## SOURCE PASSAGE
▼

Q: You’re concerned about your child’s eating habits at school. How can you communicate nonmedical concerns with the teacher without sounding like a pesky parent?
Schedule a face-to-face conversation with the teacher, clearly stating your concerns.
Make him or her part of the team by providing all the information and resources — don’t hold anything back.
Brainstorm together what solutions might work so that you both can support the child in making sure she or he gets proper nutrition.
Some solutions include eating with the teacher or eating with the nurse or lunch monitor — even eating with a friend.
Voice religious or family food restrictions, but accept that it is not the school’s responsibility to enforce these concerns.
If the child is in a more serious condition, go straight to the nurse or administration with documentation from a pediatrician or therapist.
Teachers are often the identifiers of eating concerns — but there is still a strong need for parent-teacher communication on the subject.
— Maria Rago, clinical psychologist, Rago & Associates
Start by reading up on the school’s wellness policy so you’re in-the-know about the district’s goals and ideas around nutrition.
Identify the right decision-maker — teachers rarely have a say over what happens in the cafeteria.
Reach out to whoever you have a relationship with and say, “I know you might not be the right person for this, but can you help me understand who to talk to about this concern?”
When you’re ready to voice your concern, come with an open mind. The problem may not be what you think or the school may already have measures in place.
Gain support by talking to other parents, setting up a parent advisory committee or taking the concern to the school board.
For example, food restrictions put a damper on birthday celebrations at school. In this situation, think creatively with the teacher about how to make the day special, whether it’s gifting trinkets or taking a class photo.
There are so many ways to celebrate without relying on unhealthy food.

▲

## PROVIDED INFORMATION
▼

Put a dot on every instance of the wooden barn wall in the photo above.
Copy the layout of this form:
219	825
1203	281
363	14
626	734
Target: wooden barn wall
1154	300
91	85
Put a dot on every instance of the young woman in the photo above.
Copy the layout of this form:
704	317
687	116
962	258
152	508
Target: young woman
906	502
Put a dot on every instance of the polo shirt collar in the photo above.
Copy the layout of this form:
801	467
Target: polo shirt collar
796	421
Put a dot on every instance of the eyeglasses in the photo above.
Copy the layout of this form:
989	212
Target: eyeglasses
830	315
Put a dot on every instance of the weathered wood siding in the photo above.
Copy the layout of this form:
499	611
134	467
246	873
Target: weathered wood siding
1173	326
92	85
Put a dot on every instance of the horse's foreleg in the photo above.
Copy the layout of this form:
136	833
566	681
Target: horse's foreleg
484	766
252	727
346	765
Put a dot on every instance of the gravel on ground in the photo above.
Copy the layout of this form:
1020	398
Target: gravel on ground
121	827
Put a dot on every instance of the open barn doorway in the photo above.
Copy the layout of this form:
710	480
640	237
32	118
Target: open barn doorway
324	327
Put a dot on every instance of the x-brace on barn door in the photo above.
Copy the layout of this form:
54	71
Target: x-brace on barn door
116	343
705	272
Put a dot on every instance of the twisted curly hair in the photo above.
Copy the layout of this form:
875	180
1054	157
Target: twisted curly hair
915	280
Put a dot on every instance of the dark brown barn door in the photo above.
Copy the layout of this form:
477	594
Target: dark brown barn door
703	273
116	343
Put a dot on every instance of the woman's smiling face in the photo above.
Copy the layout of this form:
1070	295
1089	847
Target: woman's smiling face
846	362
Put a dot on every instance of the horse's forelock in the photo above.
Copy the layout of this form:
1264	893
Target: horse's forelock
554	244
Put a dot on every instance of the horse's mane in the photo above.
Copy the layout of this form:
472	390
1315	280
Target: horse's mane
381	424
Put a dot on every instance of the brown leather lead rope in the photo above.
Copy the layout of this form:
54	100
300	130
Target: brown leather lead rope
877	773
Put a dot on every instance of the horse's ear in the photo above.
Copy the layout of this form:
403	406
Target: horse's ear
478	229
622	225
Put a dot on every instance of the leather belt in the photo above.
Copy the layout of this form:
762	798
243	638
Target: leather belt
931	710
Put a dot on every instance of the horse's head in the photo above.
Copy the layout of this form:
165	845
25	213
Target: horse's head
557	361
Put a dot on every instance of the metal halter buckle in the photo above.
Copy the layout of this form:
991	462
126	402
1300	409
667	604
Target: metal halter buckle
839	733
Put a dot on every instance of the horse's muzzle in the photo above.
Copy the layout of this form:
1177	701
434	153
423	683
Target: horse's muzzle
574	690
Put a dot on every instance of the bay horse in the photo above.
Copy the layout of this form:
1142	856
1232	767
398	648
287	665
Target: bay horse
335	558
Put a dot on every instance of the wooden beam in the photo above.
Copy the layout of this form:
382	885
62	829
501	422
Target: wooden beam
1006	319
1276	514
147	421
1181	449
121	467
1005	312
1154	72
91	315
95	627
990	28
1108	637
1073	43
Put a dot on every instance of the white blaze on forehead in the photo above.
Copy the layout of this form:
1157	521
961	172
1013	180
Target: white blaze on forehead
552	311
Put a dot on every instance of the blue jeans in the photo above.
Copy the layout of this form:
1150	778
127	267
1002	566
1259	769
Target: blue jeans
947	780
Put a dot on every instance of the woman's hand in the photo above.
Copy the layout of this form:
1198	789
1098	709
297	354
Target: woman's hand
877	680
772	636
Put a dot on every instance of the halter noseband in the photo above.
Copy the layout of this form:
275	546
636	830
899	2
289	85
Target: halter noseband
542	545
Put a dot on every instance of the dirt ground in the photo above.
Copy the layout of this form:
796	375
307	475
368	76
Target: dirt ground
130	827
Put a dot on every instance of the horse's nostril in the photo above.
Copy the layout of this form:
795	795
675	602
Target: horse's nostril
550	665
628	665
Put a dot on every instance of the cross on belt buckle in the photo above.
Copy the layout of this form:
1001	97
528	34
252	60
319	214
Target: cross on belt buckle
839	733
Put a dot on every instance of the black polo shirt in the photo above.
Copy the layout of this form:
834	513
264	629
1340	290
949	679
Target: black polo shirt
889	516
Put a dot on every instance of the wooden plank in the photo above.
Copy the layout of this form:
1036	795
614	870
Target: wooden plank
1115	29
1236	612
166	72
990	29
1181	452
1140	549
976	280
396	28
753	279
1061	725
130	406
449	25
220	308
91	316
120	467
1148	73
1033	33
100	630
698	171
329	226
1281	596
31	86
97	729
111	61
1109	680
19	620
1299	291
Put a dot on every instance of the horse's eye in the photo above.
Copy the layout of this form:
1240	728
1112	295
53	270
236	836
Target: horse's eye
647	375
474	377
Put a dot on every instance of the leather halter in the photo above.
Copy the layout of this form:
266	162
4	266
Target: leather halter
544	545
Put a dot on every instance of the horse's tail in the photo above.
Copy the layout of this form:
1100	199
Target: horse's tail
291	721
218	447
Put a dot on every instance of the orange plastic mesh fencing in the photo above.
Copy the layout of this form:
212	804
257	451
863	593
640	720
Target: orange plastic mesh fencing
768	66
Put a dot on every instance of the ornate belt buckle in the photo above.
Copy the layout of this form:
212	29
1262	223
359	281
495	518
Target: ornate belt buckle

▲

## EXERCISE AIM
According to the passage on school eating concerns, what should a parent do if the child is in a more serious condition? The records come from a different source than the text.

## REPLY TO THE EXERCISE
Go straight to the nurse or administration with documentation from a pediatrician or therapist.